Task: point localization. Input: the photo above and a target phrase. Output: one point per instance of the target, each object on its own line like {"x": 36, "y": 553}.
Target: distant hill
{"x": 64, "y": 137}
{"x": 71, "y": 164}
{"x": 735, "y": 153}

========

• **INSTRUÇÕES DA TAREFA**
Transcreva fielmente todas as linhas do material acima, sem alterar nenhum caractere.

• **RESPOSTA**
Task: point localization. Input: the photo above and a target phrase. Output: one point per instance of the target, each object on its own line like {"x": 36, "y": 553}.
Target: distant hill
{"x": 64, "y": 137}
{"x": 71, "y": 164}
{"x": 735, "y": 153}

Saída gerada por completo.